> **WHAT TO WORK ON**: Check each statement against the text on cell phone health risks and answer yes or no, quoting the words that decide it: (a) The Danish study followed more than 400,000 users. (b) Research since the early 21st century has given mixed results on whether cell phones raise the risk of brain tumors. (c) Part of the theory's weight came from the fact that cell phones send out radio waves.

> **EXERCISE PASSAGE**:
Content starts

Cell Phone Skepticism #3: Health Risks
In the early part of the 21st century the world’s mobile phone users were presented with a quite terrifying concept – that their use of cell phones caused an increased risk of brain tumors, and that anyone using a mobile phone with regularity was presenting themselves with a possible death sentence.
It had some weight as a theory – after all, cell phones send out radio waves and those have to go somewhere.
It made sense to many people that there could be a chance of this radiation causing a tumor to grow inside the head of the cell phone user.
It was certainly enough of a story to dominate the news for at least a while, and to persuade a number of wavering non-users to remain without a cell phone.
However, research carried out since then has quite uniformly demolished the argument that mobile phone use carries any increased risk of brain tumors.
A Danish study in 2006 followed more than 400,000 users – backdated over the course of twenty years – and found that there was absolutely no increased risk of brain cancer from mobile phone use.

Content ends

Records excerpted from a collection
Content starts

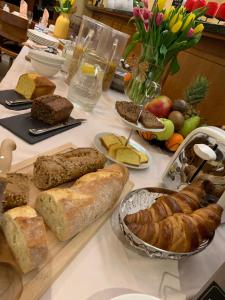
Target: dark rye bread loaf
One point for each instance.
(51, 109)
(16, 191)
(51, 171)
(130, 112)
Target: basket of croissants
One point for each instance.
(167, 224)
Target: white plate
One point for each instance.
(47, 58)
(138, 126)
(98, 145)
(42, 38)
(135, 297)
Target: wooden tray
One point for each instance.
(38, 281)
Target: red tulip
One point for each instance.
(212, 8)
(145, 3)
(220, 15)
(190, 4)
(136, 12)
(190, 33)
(159, 19)
(199, 4)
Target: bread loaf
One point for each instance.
(68, 211)
(50, 171)
(51, 109)
(16, 191)
(25, 233)
(32, 85)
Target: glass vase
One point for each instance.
(145, 81)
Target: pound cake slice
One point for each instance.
(25, 233)
(51, 109)
(32, 85)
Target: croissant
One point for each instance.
(180, 232)
(185, 201)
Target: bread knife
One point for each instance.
(18, 102)
(3, 184)
(39, 131)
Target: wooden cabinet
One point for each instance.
(207, 58)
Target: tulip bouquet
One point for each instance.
(162, 33)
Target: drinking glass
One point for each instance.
(29, 17)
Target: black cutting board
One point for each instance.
(20, 125)
(12, 95)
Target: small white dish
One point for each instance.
(98, 145)
(47, 70)
(135, 297)
(45, 57)
(42, 38)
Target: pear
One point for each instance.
(189, 125)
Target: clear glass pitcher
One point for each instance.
(86, 85)
(93, 36)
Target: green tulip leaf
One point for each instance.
(174, 66)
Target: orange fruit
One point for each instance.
(147, 135)
(174, 142)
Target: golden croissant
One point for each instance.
(185, 201)
(180, 232)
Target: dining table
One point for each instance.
(107, 266)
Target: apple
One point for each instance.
(160, 106)
(167, 132)
(189, 125)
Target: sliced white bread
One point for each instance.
(26, 235)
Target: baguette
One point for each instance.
(50, 171)
(68, 211)
(26, 235)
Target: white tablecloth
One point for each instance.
(105, 267)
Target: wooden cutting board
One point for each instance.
(60, 254)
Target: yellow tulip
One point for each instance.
(180, 17)
(190, 18)
(168, 13)
(199, 28)
(161, 4)
(176, 27)
(181, 9)
(173, 20)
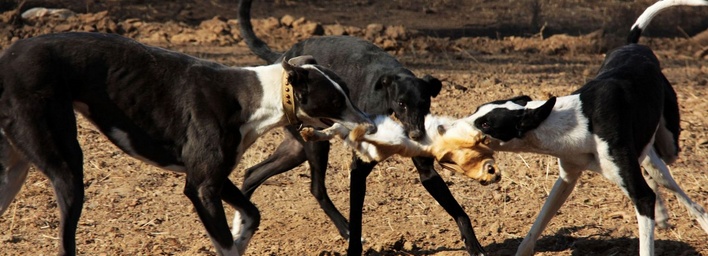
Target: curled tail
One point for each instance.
(256, 45)
(648, 14)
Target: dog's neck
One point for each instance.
(289, 103)
(272, 112)
(565, 130)
(431, 127)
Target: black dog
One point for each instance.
(626, 116)
(379, 85)
(168, 109)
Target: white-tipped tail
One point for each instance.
(646, 17)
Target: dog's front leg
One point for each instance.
(359, 171)
(565, 184)
(311, 134)
(437, 188)
(244, 227)
(205, 189)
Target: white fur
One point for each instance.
(391, 132)
(564, 134)
(646, 17)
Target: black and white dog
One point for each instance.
(379, 85)
(625, 118)
(168, 109)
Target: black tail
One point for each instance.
(256, 45)
(648, 14)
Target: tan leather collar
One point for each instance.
(289, 103)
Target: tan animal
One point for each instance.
(457, 146)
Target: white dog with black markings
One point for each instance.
(625, 118)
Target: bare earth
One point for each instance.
(482, 50)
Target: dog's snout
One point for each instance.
(491, 169)
(415, 134)
(371, 129)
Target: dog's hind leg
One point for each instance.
(360, 170)
(244, 228)
(317, 157)
(288, 155)
(658, 170)
(624, 170)
(437, 188)
(45, 133)
(569, 174)
(661, 214)
(13, 172)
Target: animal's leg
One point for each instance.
(245, 228)
(437, 188)
(565, 184)
(360, 170)
(317, 157)
(661, 214)
(204, 189)
(13, 172)
(44, 131)
(289, 154)
(658, 170)
(625, 171)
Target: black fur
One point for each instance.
(379, 85)
(169, 109)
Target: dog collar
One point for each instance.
(289, 103)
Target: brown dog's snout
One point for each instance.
(415, 134)
(491, 169)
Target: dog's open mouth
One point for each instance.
(327, 122)
(450, 166)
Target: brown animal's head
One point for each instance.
(463, 149)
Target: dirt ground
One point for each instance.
(481, 50)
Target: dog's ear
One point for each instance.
(521, 100)
(434, 85)
(532, 118)
(302, 60)
(384, 81)
(297, 77)
(442, 129)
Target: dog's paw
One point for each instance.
(308, 133)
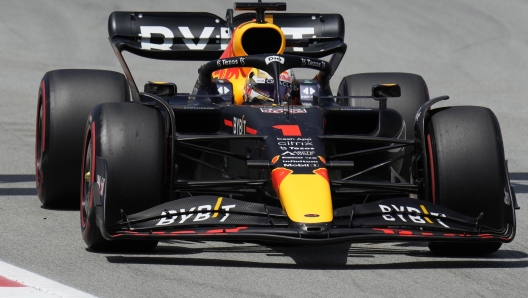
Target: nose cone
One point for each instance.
(305, 197)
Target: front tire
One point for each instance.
(66, 97)
(130, 137)
(469, 171)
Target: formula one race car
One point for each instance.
(255, 154)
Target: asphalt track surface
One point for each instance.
(475, 51)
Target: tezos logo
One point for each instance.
(270, 59)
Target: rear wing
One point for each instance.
(201, 36)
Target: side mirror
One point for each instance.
(161, 88)
(386, 90)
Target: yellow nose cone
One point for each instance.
(306, 198)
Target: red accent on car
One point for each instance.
(289, 130)
(4, 282)
(485, 236)
(251, 131)
(323, 173)
(405, 233)
(44, 116)
(235, 230)
(184, 232)
(386, 231)
(277, 175)
(431, 166)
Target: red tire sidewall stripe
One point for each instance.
(83, 172)
(92, 176)
(39, 105)
(44, 116)
(431, 168)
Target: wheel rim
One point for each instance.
(85, 199)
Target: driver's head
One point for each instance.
(259, 87)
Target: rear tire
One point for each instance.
(66, 97)
(468, 169)
(130, 137)
(414, 94)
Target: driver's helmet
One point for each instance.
(259, 87)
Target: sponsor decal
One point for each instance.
(282, 110)
(205, 38)
(309, 62)
(193, 108)
(230, 62)
(413, 214)
(223, 90)
(239, 126)
(270, 59)
(308, 91)
(193, 214)
(295, 153)
(289, 130)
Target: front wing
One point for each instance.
(227, 219)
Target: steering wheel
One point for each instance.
(274, 64)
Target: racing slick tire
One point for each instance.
(66, 97)
(414, 93)
(467, 171)
(130, 138)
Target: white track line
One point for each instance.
(36, 285)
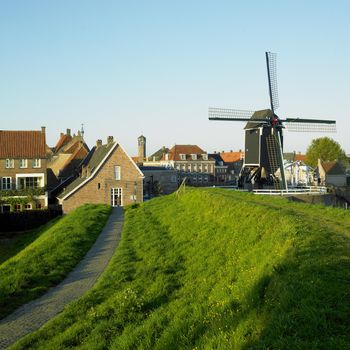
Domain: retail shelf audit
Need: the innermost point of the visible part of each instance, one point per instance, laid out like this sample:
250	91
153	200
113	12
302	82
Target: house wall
11	172
336	180
98	189
167	179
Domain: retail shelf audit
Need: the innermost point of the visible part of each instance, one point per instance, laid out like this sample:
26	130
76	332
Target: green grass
214	269
11	244
48	259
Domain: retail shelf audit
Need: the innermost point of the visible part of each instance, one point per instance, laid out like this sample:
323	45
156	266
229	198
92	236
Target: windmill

Content ends

> **RESULT FOR THIS TASK**:
(a) Yes: "A Danish study in 2006 followed more than 400,000 users"
(b) No: "research carried out since then has quite uniformly demolished the argument that mobile phone use carries any increased risk of brain tumors"
(c) Yes: "It had some weight as a theory – after all, cell phones send out radio waves and those have to go somewhere."